== Materials provided ==
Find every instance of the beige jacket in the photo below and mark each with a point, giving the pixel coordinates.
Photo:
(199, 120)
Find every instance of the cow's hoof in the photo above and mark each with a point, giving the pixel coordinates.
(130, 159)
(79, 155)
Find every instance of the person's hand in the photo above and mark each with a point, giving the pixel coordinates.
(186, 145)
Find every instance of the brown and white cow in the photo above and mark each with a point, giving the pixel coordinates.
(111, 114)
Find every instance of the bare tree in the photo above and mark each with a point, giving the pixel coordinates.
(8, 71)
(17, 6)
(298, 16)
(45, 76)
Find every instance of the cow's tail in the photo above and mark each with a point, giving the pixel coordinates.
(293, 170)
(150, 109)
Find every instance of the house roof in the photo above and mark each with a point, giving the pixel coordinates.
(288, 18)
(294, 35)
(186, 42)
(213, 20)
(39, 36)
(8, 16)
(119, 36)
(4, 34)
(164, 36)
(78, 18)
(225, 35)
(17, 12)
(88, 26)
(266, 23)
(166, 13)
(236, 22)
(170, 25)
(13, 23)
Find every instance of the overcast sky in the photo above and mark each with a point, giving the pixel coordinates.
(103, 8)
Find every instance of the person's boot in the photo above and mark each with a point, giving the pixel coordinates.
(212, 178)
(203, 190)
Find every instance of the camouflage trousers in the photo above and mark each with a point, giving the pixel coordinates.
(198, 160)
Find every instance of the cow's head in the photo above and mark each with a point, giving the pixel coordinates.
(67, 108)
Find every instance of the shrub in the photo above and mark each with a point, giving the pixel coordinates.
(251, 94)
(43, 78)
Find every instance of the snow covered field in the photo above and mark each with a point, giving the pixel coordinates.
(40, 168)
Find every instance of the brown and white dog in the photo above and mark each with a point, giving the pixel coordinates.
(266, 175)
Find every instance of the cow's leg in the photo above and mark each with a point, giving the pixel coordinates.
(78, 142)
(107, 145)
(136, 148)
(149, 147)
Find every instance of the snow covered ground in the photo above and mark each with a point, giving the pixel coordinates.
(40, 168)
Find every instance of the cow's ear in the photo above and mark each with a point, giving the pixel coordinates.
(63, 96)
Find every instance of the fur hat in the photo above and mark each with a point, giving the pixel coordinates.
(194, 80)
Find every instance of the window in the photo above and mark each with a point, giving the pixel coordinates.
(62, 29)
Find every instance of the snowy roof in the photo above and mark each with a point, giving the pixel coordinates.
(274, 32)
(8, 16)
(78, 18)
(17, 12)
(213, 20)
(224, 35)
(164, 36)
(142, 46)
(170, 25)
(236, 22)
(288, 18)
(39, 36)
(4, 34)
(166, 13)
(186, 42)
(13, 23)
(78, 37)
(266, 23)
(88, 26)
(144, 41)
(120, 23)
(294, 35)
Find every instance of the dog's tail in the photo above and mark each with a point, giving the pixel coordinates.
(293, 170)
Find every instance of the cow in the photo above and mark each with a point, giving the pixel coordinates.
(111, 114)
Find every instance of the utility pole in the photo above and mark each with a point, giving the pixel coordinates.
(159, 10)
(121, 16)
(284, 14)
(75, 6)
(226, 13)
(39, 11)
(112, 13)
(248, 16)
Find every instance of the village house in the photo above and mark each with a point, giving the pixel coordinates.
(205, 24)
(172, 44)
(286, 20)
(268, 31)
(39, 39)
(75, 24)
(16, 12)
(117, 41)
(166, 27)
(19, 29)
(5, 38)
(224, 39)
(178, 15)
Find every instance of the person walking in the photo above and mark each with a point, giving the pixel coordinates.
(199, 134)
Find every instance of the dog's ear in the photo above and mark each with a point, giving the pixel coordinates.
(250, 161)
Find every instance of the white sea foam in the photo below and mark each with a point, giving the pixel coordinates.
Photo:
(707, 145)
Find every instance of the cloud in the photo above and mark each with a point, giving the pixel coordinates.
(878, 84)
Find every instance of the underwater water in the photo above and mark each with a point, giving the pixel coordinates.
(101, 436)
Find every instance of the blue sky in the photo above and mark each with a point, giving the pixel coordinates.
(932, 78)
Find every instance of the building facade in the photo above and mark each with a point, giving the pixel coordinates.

== What you will do ==
Lines holding the word "below" are the answer; copy each one from the records above.

== Worked solution ==
Find every instance of the beige jacket in the photo below and mark each with a point, giving the pixel coordinates.
Find every instance of the white sea foam in the photo below and mark each with a point, giving the pixel coordinates.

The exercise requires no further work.